Exercise goal » Return every line in the items below that contains the string "mountain", copied in full. Case counts.

Data in this exercise »
───
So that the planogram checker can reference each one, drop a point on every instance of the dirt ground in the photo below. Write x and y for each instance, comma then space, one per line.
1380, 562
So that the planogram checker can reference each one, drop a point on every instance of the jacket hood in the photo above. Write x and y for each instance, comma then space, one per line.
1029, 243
───
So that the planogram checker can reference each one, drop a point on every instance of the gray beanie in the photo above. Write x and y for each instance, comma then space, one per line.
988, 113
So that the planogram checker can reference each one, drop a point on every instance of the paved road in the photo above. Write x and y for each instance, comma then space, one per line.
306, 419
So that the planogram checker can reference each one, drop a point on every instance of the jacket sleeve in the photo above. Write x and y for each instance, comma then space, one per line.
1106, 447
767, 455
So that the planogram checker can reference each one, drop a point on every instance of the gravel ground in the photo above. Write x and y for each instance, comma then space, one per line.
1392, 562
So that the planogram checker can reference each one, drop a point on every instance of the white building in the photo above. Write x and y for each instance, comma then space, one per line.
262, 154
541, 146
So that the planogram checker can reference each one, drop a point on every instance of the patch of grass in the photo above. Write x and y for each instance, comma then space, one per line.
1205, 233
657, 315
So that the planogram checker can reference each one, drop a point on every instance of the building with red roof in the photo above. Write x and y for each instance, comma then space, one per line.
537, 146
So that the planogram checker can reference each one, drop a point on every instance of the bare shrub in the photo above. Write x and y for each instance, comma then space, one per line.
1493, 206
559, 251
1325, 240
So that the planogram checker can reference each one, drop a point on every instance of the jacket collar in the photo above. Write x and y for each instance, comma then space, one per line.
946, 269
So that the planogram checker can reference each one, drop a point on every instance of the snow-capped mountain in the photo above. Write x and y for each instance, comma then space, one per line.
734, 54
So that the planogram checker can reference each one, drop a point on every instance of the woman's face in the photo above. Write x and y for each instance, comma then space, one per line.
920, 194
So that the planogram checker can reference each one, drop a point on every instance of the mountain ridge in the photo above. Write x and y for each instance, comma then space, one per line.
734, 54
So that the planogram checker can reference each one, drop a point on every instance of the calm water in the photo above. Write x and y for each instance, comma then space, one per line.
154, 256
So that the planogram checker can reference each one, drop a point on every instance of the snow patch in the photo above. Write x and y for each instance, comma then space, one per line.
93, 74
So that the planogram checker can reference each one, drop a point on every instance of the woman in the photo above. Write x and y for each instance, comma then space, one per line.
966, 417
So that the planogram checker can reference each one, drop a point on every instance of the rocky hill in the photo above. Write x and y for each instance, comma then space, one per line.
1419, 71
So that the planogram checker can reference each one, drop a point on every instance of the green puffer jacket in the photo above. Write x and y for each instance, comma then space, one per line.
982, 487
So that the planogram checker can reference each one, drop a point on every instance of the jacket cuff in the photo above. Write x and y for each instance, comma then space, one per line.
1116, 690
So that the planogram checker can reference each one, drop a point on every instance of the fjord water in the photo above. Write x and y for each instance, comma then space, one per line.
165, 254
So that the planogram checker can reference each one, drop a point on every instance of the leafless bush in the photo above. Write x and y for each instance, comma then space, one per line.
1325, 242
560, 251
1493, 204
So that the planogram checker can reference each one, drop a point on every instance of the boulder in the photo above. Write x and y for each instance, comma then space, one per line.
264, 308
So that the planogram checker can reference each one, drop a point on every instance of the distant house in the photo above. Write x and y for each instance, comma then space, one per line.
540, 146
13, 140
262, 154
───
Answer for this exercise »
So that the planogram checker can reference each one, drop a point on every instance of the snow-capped mountain in the photo above. Write x and y for each instance, comma then space, one per line.
So that the planogram checker can reference each one, drop a point on every instance of the mountain ridge in the photo above. Write x and y for each instance, comma then space, one per line.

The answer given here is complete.